─── BRANO DI PARTENZA
La Commissione VIA ha concluso esprimendo in modo unanime parere contrario di
compatibilità ambientale per le motivazioni riportate in premessa e in
particolare in quanto:
-l’impatto ambientale del progetto è dovuto sia alla attività di scavo che a
quella di conferimento;
-l’utilizzo di cave esistenti consentirebbe di evitare l’attività di scavo e
contestualmente di recuperare un’area degradata.
Con delibera di Giunta del 29 ottobre 2003 la Provincia di Vicenza ha recepito
il parere reso dalla Commissione VIA esprimendo, ai sensi della l. reg. n.
10/99, giudizio negativo di compatibilità ambientale.
Avverso i provvedimenti in epigrafe CVI ha formulato tre censure.
Il primo motivo, recante “eccesso di potere per illogicità, incongruità, carenza
di motivazione, difetto di istruttoria, erroneità di presupposto, violazione
della l. reg. n. 44/82 –art. 2 e del d. lgs. n. 152/99”- è suddiviso in numerosi
profili, in relazione alla pluralità di elementi considerati dalla Commissione
VIA a sostegno del parere contrario. Tra i diversi rilievi, CVI sostiene anche
che i comuni di Tezze sul Brenta e di Rossano Veneto non rientrerebbero tra i
soggetti pubblici interessati e quindi legittimati a esprimere il proprio parere
sul progetto, secondo quanto prevede l’art. 2, lett. m) della l. reg. n. 10/99,
dato che il posizionamento della discarica non è previsto sul territorio dei
comuni medesimi, né incide, direttamente o indirettamente, sul territorio
stesso.
Il motivo sub 2. ha carattere procedimentale e concerne “violazione degli
articoli 7 e seguenti della l. n. 241/90”, per non avere, la Commissione VIA,
motivatamente valutato le controdeduzioni presentate dal CVI in relazione ai
pareri resi dai Consigli comunali.
──────
▶ [ESERCIZIO PROPOSTO A]
Per favore, riscrivi come tabella Markdown con le colonne «Numero» e «Riga» il tratto delle righe che comincia con la riga contenente "handrail present in the image above." e termina con quella contenente "[286,313,515,494]", entrambe comprese, omettendo le righe vuote.
Il brano e le righe non hanno alcun legame tra loro.
─── RIGHE MEMORIZZATE
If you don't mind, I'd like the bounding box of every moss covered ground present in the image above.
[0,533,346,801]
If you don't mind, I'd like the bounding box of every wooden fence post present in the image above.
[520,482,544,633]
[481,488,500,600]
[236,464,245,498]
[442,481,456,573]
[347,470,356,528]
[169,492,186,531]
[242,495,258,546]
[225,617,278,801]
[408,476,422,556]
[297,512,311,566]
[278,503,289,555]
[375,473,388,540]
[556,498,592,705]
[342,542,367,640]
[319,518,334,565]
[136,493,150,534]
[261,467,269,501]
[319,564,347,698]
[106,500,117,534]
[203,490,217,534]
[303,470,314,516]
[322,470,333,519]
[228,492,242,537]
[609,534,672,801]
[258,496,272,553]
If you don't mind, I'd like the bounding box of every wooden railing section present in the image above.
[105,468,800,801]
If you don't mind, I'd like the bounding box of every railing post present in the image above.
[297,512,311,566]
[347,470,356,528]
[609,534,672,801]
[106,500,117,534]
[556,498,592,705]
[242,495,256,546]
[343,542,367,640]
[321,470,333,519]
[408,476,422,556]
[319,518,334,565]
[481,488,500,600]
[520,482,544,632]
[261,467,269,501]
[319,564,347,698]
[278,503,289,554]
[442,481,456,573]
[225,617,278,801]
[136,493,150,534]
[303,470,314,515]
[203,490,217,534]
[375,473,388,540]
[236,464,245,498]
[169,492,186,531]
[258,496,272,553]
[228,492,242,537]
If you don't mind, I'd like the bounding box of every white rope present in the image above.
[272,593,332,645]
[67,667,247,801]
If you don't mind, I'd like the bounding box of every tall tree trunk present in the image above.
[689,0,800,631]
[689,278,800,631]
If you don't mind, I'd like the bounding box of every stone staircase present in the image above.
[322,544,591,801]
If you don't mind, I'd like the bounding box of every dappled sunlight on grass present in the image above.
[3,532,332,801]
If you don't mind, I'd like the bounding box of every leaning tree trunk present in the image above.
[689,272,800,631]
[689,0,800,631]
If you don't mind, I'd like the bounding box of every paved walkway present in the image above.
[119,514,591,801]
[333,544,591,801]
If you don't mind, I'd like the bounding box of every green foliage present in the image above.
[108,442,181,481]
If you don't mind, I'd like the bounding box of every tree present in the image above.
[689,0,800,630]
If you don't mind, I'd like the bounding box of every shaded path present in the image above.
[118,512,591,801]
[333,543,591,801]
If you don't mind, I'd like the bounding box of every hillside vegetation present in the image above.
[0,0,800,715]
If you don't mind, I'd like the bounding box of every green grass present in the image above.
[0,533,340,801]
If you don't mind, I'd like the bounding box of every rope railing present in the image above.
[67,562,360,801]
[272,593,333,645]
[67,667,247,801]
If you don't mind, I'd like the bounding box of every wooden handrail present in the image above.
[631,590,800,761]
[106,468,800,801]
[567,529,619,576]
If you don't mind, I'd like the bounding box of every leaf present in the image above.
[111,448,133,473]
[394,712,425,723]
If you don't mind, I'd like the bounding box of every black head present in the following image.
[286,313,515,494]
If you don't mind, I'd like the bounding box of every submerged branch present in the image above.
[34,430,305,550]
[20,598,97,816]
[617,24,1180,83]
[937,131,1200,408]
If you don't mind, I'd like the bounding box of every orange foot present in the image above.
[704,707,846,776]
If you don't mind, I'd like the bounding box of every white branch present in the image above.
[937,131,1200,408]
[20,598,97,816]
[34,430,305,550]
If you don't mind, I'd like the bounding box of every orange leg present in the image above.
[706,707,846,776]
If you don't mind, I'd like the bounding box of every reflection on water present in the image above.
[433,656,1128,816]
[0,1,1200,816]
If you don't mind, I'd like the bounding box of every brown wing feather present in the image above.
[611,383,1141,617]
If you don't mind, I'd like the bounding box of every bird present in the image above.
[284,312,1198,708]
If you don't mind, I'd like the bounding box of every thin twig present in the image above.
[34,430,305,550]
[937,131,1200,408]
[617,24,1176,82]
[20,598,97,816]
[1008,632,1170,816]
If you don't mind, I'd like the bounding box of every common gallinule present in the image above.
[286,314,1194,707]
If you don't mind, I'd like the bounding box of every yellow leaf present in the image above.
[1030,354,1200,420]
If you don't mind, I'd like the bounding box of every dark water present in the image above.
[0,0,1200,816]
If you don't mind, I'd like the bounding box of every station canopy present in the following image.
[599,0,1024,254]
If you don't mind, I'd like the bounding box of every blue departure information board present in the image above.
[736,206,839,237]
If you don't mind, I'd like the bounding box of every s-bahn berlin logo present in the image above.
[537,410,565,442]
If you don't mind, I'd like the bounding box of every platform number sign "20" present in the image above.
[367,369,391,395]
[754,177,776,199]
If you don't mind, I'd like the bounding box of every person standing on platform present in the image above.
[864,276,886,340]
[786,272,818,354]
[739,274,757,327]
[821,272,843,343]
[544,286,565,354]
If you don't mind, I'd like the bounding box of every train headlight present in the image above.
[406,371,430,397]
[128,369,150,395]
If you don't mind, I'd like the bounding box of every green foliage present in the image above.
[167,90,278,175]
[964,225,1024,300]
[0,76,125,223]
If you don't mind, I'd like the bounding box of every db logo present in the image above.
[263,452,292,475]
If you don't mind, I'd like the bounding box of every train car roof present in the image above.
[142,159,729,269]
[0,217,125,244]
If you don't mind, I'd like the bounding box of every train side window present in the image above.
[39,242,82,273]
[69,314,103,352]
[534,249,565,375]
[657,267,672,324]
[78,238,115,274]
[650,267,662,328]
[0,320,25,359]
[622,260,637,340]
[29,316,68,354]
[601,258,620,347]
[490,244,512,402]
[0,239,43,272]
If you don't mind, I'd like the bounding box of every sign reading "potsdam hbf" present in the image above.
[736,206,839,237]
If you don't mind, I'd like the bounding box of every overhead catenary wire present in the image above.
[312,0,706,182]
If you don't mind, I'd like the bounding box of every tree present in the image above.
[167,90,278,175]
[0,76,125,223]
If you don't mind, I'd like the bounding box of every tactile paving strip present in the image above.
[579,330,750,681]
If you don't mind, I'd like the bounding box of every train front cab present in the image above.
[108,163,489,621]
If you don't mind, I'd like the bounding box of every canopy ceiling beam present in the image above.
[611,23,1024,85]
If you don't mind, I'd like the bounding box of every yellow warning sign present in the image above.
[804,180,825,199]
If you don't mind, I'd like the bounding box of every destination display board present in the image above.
──────
▶ [ESERCIZIO PROPOSTO B]
Prosegui il brano sul ricorso di CVI contro il parere della Commissione VIA partendo dopo la sua ultima frase.

▶ [ESITO DEL COMPITO A]
| Numero | Riga |
|---|---|
| 1 | If you don't mind, I'd like the bounding box of every wooden handrail present in the image above. |
| 2 | [631,590,800,761] |
| 3 | [106,468,800,801] |
| 4 | [567,529,619,576] |
| 5 | If you don't mind, I'd like the bounding box of every leaf present in the image above. |
| 6 | [111,448,133,473] |
| 7 | [394,712,425,723] |
| 8 | If you don't mind, I'd like the bounding box of every black head present in the following image. |
| 9 | [286,313,515,494] |

▶ [ESITO DEL COMPITO B]
Sub 3. CVI osserva che l’impugnato diniego avrebbe dovuto essere adottato dal
competente dirigente provinciale di settore e non dalla Giunta provinciale : di
qui, l’eccepito vizio di incompetenza e di violazione dell’art. 107 del t. u. n.
267/00.
Sub 4. si rimarca che il giudizio negativo arreca al Consorzio ricorrente un
“danno gravissimo”. Le aziende devono infatti “collocare i limi derivanti dalla
lavorazione del materiale ghiaioso in apposite discariche, sopportando i
relativi costi di trasporto e di sversamento”. Da ciò, la richiesta di
risarcimento del danno, “che sarà meglio definito in corso di causa anche
mediante CTU o in via equitativa da parte del TAR”.
L’Amministrazione provinciale e i comuni coinvolti nel procedimento si sono
costituiti.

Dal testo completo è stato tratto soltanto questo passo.